══ TEXTE CHOISI ══

Mardi 2 juin, la CSC Bruxelles a organisé devant le Foyer Anderlechtois un rassemblement de soutien à Mounir, un travailleur qui a été surexploité pendant des années par Abay Construct, un sous-traitant d’Atalian Cleaning Services SA, société elle-même sous-traitante du Foyer Anderlechtois. Plusieurs dizaines de militant/es CSC étaient présents et notamment Philippe Vansnick, Secrétaire régional CSC Bruxelles.
Arrivé d’Oujda (Maroc) en 2006 Mounir a été contraint de travailler en-dessous du salaire minimum de juin 2008 à décembre 2012 et plusieurs mois de salaire ne lui ont pas été payés. Il a finalement perdu tous ses droits au séjour car Abay Construct sprl a profité des failles des procédures légales en matière d’occupation des travailleurs étrangers. Abay Construct sprl, dont le dirigeant est un certain Aurélien Carlos de Oliveira Esteves, possède une adresse postale à Schaerbeek (23 rue Auguste Snieder) mais les coordonnées de l’entreprise sur Internet mentionnent que le numéro d’appel (en France) «n’est valable que 5 minutes et n’est pas celui du destinataire mais celui d’un service permettant la mise en relation avec celui-ci ». Bonjour l’ambiance ! ça sent l’arnaque à plein nez !

═══

:: CONSIGNE DONNÉE ::
Les affirmations suivantes concordent-elles avec le texte sur Mounir ? Répondez par oui ou par non pour chacune, en citant les mots du texte qui tranchent.
(a) Mounir est arrivé d’Oujda en 2006.
(b) Abay Construct est un sous-traitant direct du Foyer Anderlechtois.
(c) Mounir a été payé en dessous du salaire minimum jusqu’en 2015.

══ DONNÉES FOURNIES ══

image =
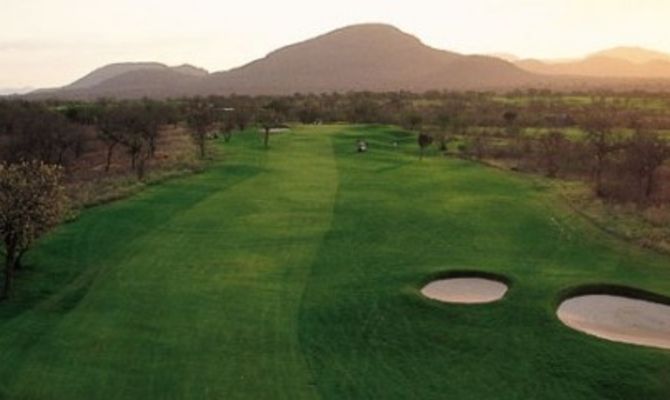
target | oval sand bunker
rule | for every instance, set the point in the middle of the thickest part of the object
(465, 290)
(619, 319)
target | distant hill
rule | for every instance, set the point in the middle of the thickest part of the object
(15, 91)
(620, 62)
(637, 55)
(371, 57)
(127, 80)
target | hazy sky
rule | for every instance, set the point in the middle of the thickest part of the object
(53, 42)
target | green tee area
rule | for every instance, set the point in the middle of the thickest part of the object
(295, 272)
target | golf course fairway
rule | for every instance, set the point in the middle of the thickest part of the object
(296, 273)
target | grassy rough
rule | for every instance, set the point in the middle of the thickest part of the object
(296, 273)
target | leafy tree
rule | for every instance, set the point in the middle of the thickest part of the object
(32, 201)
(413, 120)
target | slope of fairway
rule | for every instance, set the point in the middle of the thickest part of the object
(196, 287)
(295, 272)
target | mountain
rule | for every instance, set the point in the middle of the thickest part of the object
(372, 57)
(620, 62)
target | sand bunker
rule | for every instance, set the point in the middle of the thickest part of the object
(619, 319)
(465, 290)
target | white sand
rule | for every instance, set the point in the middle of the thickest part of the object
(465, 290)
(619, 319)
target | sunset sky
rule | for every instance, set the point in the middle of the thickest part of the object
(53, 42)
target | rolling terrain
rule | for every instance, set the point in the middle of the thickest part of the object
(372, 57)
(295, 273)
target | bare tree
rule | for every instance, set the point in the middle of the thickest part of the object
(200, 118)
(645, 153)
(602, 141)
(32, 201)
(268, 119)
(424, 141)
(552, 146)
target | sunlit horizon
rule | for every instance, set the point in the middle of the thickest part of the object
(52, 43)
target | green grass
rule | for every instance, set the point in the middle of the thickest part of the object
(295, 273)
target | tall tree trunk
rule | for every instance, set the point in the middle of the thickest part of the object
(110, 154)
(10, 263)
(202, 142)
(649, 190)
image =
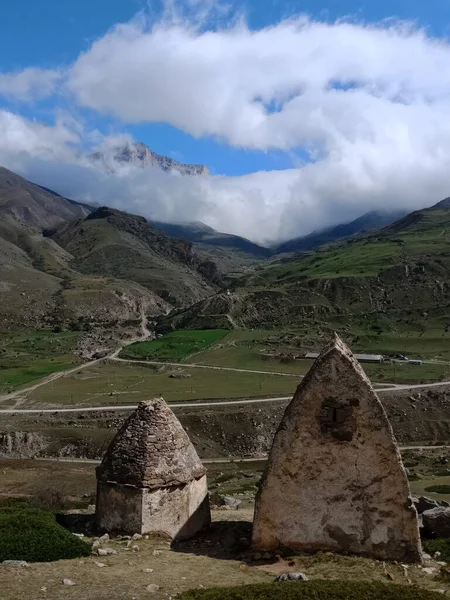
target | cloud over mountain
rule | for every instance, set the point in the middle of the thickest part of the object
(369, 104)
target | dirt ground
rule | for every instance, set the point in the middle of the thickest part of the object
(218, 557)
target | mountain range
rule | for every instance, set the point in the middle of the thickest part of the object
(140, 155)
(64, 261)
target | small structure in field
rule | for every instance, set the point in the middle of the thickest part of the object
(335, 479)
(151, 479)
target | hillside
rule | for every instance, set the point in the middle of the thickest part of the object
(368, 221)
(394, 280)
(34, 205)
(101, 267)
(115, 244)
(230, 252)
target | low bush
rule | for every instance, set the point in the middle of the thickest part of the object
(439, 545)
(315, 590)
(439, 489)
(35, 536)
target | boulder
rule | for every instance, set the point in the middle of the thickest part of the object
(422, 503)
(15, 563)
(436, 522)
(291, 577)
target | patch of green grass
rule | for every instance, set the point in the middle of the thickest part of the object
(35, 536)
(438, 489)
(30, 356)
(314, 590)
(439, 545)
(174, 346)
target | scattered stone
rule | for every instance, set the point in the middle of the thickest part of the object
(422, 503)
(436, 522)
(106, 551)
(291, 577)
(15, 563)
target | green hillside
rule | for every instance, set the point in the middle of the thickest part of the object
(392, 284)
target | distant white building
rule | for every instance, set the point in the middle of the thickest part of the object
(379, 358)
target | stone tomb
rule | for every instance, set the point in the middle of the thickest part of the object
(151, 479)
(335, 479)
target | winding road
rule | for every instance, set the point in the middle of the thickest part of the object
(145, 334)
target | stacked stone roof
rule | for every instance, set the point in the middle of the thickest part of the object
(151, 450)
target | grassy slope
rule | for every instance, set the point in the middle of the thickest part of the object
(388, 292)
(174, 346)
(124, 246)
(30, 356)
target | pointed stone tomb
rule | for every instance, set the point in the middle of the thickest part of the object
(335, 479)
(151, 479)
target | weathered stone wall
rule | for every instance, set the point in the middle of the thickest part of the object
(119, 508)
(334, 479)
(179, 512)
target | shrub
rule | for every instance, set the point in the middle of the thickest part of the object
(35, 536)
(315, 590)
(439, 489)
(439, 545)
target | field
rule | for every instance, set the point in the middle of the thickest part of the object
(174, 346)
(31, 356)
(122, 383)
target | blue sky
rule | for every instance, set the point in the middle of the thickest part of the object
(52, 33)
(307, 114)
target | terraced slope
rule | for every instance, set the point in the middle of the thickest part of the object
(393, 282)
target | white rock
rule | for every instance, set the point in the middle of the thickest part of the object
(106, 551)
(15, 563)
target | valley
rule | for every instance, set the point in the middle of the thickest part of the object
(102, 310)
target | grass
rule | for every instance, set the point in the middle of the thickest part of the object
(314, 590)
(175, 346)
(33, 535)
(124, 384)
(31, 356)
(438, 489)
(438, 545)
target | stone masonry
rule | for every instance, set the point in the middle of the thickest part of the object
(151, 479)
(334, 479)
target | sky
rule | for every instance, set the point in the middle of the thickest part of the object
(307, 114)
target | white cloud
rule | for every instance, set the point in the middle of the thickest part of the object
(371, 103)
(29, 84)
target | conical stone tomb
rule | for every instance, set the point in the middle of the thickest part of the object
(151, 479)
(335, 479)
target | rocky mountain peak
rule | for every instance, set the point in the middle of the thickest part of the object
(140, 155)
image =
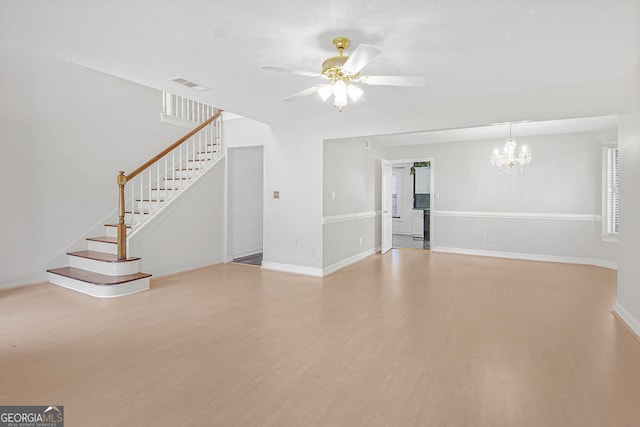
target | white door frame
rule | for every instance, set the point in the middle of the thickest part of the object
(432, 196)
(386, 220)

═══

:: RÉSULTAT FINAL ::
(a) Oui : « Arrivé d’Oujda (Maroc) en 2006 ».
(b) Non : « un sous-traitant d’Atalian Cleaning Services SA, société elle-même sous-traitante du Foyer Anderlechtois ».
(c) Non : « de juin 2008 à décembre 2012 ».